__To do__. Before copying, set the pictures aside; then repeat every line below verbatim.

__Provided records__.

%%

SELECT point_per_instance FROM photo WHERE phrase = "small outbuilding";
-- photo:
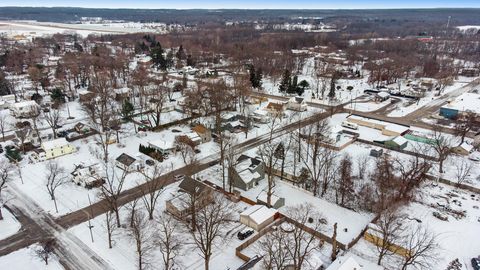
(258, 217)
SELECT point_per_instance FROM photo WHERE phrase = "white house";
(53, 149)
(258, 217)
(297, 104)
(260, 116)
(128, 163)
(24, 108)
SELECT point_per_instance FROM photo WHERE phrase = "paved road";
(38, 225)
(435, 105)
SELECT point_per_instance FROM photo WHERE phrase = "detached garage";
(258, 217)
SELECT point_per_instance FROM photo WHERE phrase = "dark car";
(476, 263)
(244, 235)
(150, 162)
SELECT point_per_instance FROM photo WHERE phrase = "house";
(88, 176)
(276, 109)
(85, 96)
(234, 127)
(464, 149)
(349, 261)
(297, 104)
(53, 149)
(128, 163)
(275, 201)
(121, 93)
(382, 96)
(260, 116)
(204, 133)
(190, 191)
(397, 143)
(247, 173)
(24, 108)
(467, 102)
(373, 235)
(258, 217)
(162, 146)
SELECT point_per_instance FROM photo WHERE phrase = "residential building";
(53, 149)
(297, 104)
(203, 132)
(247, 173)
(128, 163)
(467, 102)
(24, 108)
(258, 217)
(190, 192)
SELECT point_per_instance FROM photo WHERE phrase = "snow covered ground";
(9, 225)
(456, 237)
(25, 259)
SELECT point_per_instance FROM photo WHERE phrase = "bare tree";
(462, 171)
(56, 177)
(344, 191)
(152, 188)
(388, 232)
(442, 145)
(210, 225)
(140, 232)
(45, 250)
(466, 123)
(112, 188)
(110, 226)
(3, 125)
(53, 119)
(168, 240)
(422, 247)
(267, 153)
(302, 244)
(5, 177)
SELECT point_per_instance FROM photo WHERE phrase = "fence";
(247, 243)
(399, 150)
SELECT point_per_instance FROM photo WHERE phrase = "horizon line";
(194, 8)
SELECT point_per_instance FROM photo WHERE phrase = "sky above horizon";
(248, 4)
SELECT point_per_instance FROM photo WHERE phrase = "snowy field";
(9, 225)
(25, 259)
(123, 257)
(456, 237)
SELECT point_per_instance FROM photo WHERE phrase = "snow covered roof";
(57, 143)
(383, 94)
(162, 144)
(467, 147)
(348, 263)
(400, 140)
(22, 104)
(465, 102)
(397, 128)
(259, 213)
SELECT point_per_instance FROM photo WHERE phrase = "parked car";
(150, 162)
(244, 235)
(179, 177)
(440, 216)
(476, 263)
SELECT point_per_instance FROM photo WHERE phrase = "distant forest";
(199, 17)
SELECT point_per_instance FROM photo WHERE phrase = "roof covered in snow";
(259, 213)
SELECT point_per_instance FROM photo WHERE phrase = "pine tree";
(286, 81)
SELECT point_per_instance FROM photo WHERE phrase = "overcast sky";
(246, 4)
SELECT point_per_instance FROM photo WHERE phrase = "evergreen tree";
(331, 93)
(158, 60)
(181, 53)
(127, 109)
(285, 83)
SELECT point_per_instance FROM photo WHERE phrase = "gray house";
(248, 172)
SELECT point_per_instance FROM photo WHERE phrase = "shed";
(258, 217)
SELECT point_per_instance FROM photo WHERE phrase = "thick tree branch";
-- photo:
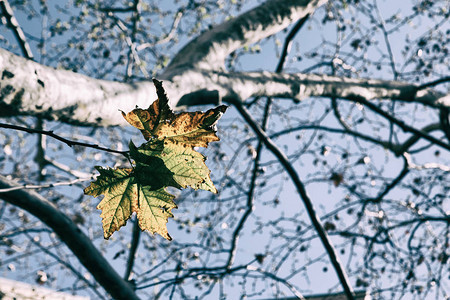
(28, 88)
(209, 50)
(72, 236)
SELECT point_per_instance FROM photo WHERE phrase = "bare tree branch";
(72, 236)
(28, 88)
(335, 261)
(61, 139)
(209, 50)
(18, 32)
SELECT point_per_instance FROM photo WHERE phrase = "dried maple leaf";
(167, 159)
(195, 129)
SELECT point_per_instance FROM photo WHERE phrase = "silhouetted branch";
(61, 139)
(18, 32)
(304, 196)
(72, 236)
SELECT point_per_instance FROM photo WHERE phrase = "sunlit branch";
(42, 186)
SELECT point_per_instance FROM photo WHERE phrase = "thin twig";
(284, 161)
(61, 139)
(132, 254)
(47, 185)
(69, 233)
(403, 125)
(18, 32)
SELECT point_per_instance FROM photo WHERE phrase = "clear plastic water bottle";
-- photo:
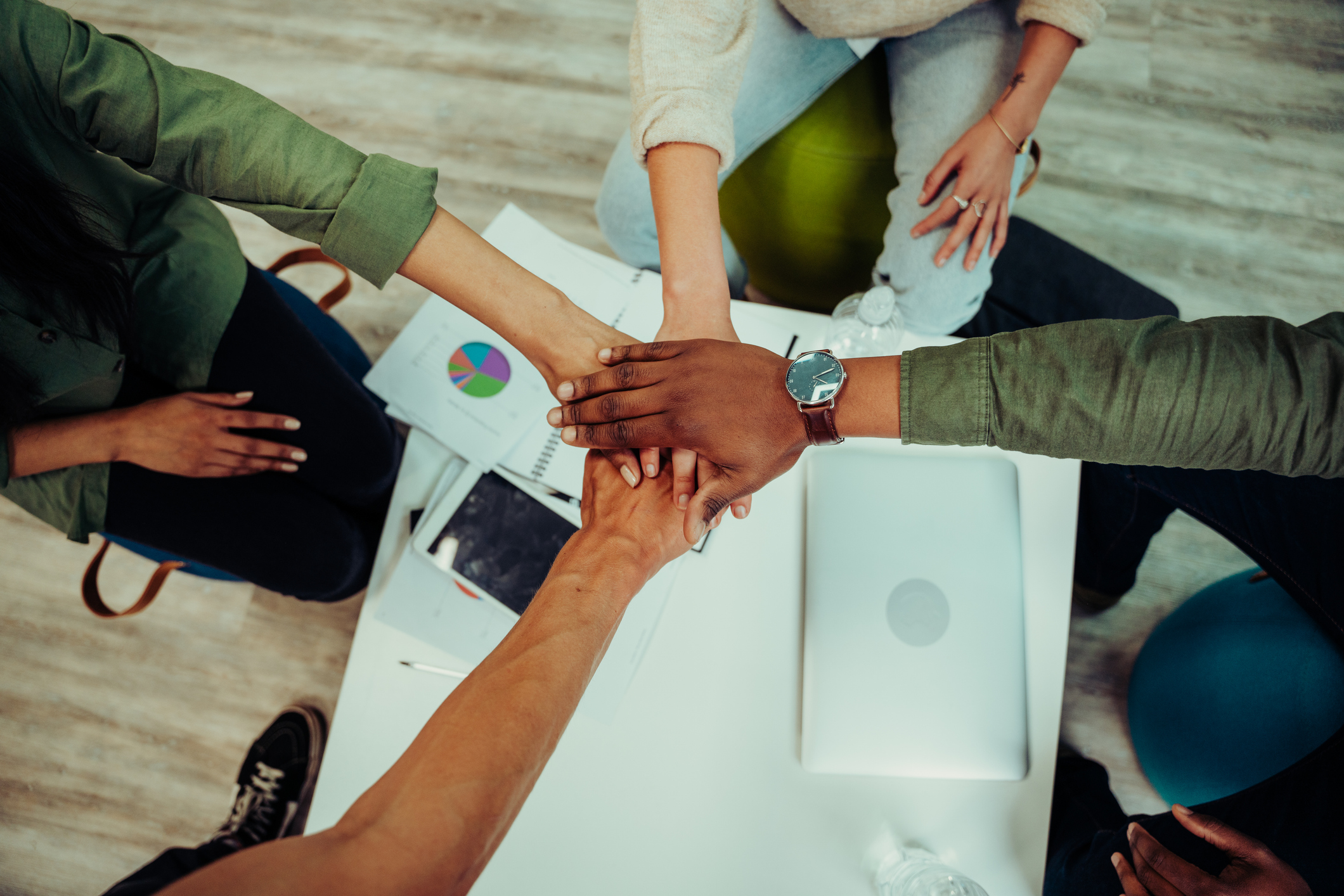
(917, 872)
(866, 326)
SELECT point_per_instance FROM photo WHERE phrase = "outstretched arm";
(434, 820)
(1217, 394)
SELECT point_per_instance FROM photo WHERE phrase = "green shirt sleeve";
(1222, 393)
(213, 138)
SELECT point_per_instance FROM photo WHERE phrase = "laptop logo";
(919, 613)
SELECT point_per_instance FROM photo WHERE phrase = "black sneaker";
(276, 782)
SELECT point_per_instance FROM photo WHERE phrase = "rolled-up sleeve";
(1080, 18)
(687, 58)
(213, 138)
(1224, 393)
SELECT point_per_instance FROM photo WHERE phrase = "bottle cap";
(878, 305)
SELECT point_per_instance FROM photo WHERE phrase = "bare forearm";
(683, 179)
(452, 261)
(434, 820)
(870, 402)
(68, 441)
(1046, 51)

%%

__Answer for the task__.
SELECT point_per_instance FROM photo WHERE phrase = "small outbuilding";
-- photo:
(258, 217)
SELECT point_per_instance FROM photo WHERE phrase = "white house";
(53, 149)
(258, 217)
(297, 104)
(260, 116)
(128, 163)
(24, 108)
SELECT point_per_instance FROM photo WHERE phrase = "paved road";
(38, 225)
(435, 105)
SELECT point_per_instance FROM photo WHERE phrase = "detached garage";
(258, 217)
SELECT point_per_instance FROM photo WHERE phrase = "dark car";
(476, 263)
(244, 235)
(150, 162)
SELECT point_per_instance FROM photo WHERE phrase = "house";
(88, 176)
(276, 109)
(85, 96)
(234, 127)
(464, 149)
(349, 261)
(297, 104)
(53, 149)
(128, 163)
(275, 201)
(121, 93)
(382, 96)
(260, 116)
(204, 133)
(190, 191)
(397, 143)
(247, 173)
(24, 108)
(467, 102)
(373, 235)
(258, 217)
(162, 146)
SELECT point_per_instance FROM photo WHERE phrase = "residential building";
(53, 149)
(297, 104)
(203, 132)
(247, 173)
(128, 163)
(467, 102)
(24, 108)
(258, 217)
(190, 192)
SELECT point_per_instance FROM photo WHERE phrase = "snow covered ground";
(9, 225)
(456, 237)
(25, 259)
SELECT point_per_instance FROM photo WHERE phrase = "bare tree";
(462, 171)
(56, 177)
(344, 191)
(152, 188)
(388, 232)
(442, 145)
(210, 225)
(140, 232)
(45, 250)
(466, 123)
(112, 188)
(110, 226)
(3, 125)
(53, 119)
(168, 240)
(422, 247)
(267, 153)
(302, 244)
(5, 177)
SELECT point_per_instance FROM photo WHERE phrase = "fence";
(247, 243)
(399, 150)
SELECT point_per_instance FROM photo WHERE phrase = "horizon line";
(194, 8)
SELECT point_per_instance FROM photo WHERE phrase = "sky above horizon";
(248, 4)
SELECT point_per_instance FROM photo WHERE phrase = "snowy field";
(9, 225)
(25, 259)
(123, 257)
(456, 237)
SELECT point_per_instance FROM photo WHERE phrase = "snow covered roof";
(57, 143)
(383, 94)
(162, 144)
(467, 147)
(348, 263)
(400, 140)
(22, 104)
(465, 102)
(397, 128)
(259, 213)
SELECT point_per_instance FROM photo WHERE phrase = "parked car";
(150, 162)
(244, 235)
(179, 177)
(440, 216)
(476, 263)
SELECT point_per_instance FROM photo WHERE phrase = "distant forest";
(199, 17)
SELECT point_per_instance FROM photo WHERE phrase = "roof covered in snow";
(259, 213)
SELECT point_per_instance FROM photo WHERE phrase = "pine tree";
(286, 81)
SELECT point_per_instance FROM photo WHERE phrase = "overcast sky";
(246, 4)
SELECT point_per_instance FROM photo WHERE phrase = "evergreen tree";
(331, 93)
(158, 60)
(181, 53)
(127, 109)
(285, 83)
SELECT point_per_instance FROM photo WHERE phrase = "gray house";
(248, 172)
SELECT point_per_instance FROM photo WHERE phrase = "shed";
(258, 217)
SELECT point_per_instance FROM photo WHERE phrase = "thick tree branch";
-- photo:
(28, 88)
(209, 50)
(72, 236)
SELECT point_per_instance FROM photo WHERE phrase = "bare tree branch";
(72, 236)
(28, 88)
(335, 261)
(61, 139)
(209, 50)
(18, 32)
SELECT point_per_instance FROM photo WHERE phrase = "dried maple leaf";
(167, 159)
(195, 129)
SELECT point_per_instance FROM photo WHERE phrase = "silhouetted branch";
(61, 139)
(18, 32)
(304, 196)
(72, 236)
SELECT point_per_instance FROM photo WHERE phrase = "sunlit branch";
(42, 186)
SELECT point_per_instance FROM photo WHERE phrase = "thin twig";
(284, 161)
(61, 139)
(132, 254)
(47, 185)
(69, 233)
(403, 125)
(18, 32)
SELECT point_per_instance FROM photo WHERE phrase = "clear plastic water bottle";
-- photo:
(917, 872)
(866, 326)
SELECT point_per_instance FROM photo WHERE phrase = "outstretched arm";
(434, 820)
(1217, 394)
SELECT point_per_instance FROM photo WHERE phrase = "green shirt sleeve";
(1222, 393)
(213, 138)
SELECT point_per_instance FROM photo WHERE phrase = "laptop logo";
(919, 613)
SELECT point_per_instance FROM photo WHERE phrase = "black sneaker";
(276, 782)
SELECT point_per_instance FROM photo WHERE phrase = "rolled-up sleeve";
(1080, 18)
(687, 58)
(213, 138)
(1224, 393)
SELECT point_per_instance FROM photo WHERE phrase = "bottle cap";
(878, 305)
SELECT point_per_instance FROM photo WHERE phrase = "bare forearm";
(683, 179)
(452, 261)
(434, 820)
(870, 402)
(68, 441)
(1046, 51)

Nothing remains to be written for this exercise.